• **Provided data**:

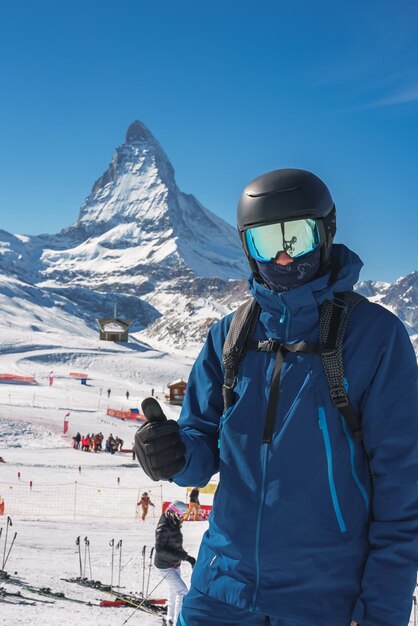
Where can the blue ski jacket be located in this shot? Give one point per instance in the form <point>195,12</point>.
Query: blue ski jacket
<point>299,530</point>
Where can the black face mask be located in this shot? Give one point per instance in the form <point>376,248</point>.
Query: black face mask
<point>284,277</point>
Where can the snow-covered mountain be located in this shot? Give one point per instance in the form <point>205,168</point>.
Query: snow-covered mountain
<point>400,297</point>
<point>169,264</point>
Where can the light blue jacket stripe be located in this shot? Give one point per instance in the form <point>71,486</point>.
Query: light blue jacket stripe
<point>258,529</point>
<point>324,428</point>
<point>181,620</point>
<point>353,469</point>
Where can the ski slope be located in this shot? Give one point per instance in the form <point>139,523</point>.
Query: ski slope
<point>80,494</point>
<point>35,449</point>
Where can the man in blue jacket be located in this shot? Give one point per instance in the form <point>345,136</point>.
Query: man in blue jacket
<point>312,525</point>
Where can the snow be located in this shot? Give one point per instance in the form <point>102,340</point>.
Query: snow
<point>77,493</point>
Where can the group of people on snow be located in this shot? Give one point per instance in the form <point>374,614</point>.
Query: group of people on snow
<point>94,443</point>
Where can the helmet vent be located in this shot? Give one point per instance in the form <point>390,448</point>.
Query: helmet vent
<point>272,193</point>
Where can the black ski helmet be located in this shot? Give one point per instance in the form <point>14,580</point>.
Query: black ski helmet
<point>287,195</point>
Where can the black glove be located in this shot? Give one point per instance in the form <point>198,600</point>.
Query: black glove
<point>191,560</point>
<point>158,446</point>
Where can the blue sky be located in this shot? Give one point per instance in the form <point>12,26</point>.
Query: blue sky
<point>231,89</point>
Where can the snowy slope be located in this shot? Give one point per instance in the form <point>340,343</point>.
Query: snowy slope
<point>33,445</point>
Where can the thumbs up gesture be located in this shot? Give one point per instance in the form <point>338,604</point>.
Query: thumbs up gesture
<point>158,446</point>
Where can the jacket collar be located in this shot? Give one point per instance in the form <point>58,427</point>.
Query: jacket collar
<point>293,315</point>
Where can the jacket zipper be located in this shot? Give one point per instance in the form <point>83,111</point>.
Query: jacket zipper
<point>322,421</point>
<point>221,423</point>
<point>356,479</point>
<point>264,453</point>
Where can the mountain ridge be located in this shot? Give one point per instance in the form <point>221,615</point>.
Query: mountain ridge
<point>139,241</point>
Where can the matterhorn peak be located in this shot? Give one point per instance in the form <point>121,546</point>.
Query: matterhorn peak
<point>138,132</point>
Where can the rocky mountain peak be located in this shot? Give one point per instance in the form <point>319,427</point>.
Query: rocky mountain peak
<point>138,132</point>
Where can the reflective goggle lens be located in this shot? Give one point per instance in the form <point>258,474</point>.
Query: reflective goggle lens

• **Problem to work on**:
Reproduce all of the data above with every occurrence of "shot" replaced by "photo", leaving everything else unchanged. Omit the pictures from your answer.

• **Response below**:
Where can the blue ski jacket be located in this photo? Give one point per instance in the form <point>195,12</point>.
Query: blue ski jacket
<point>299,530</point>
Where can the black face mask be located in this photo? Give one point per instance in the form <point>376,248</point>.
Query: black face mask
<point>284,277</point>
Where can the snow-covered mountain be located in this photo? Give one point per instance in the form <point>205,168</point>.
Query: snow-covered mountain
<point>400,297</point>
<point>169,264</point>
Where can the light blue jacket stripe be located in this photo? Give one point per instance in the form <point>71,486</point>.
Query: light blue jacket stripe
<point>258,529</point>
<point>324,428</point>
<point>181,620</point>
<point>353,469</point>
Where can the ski slope be located in this photo? Give one point per instance in the form <point>139,523</point>.
Query: ski slope
<point>80,494</point>
<point>35,449</point>
Where can the man in blue jacket be located in this photo? Give one point per instance in the form <point>345,136</point>.
Query: man in blue jacket
<point>312,525</point>
Where can the snow be located in this photo? Give one point per instance in the form <point>102,340</point>.
Query: snow
<point>77,493</point>
Where can the group of people on snow be located in this photo? Give one point per instance in the form <point>374,614</point>.
Query: group of people on snow
<point>94,443</point>
Where can the helmet vent be located in this photo? Give one point per instance in the form <point>390,448</point>.
Query: helmet vent
<point>272,193</point>
Where can the black ski helmet be located in this photo? Give one point per instance in the form <point>14,580</point>.
Query: black ski helmet
<point>287,195</point>
Where can the black glove be located in this photo? Give one point per instance in the form <point>198,600</point>.
Query: black glove
<point>191,560</point>
<point>158,446</point>
Where can the blue sky be located in this photo? Give one point per instance in the form <point>12,26</point>.
Query: blue sky
<point>231,89</point>
Where can the snowy slope be located in this photo? Give one point per instance in the form <point>340,343</point>.
Query: snowy slope
<point>33,445</point>
Where can the thumbs up gesture be located in this photo? Give one point per instance in the form <point>338,604</point>.
Query: thumbs up gesture
<point>158,446</point>
Where can the jacket collar be located in this photo? Give one point per instance in the form <point>58,427</point>.
Query: jacket collar
<point>293,315</point>
Where can the jacket zipper be located in this photo? Give one point per instance in the form <point>83,111</point>.
Query: jacket zipper
<point>322,421</point>
<point>221,423</point>
<point>356,479</point>
<point>264,453</point>
Where can the mountain ridge be located in this photo? Give one point per instance in the form <point>221,615</point>.
Query: mountain ridge
<point>139,241</point>
Where can the matterhorn peak be located in this photo? Give one point per instance in the form <point>121,546</point>.
Query: matterhorn peak
<point>138,132</point>
Where can the rocky mountain peak be located in this photo? Give one point per instance in the form <point>319,427</point>.
Query: rocky mountain peak
<point>138,132</point>
Where can the reflective goggle lens be located in this photo? Give one point per instance in the form <point>258,474</point>.
Query: reflective goggle lens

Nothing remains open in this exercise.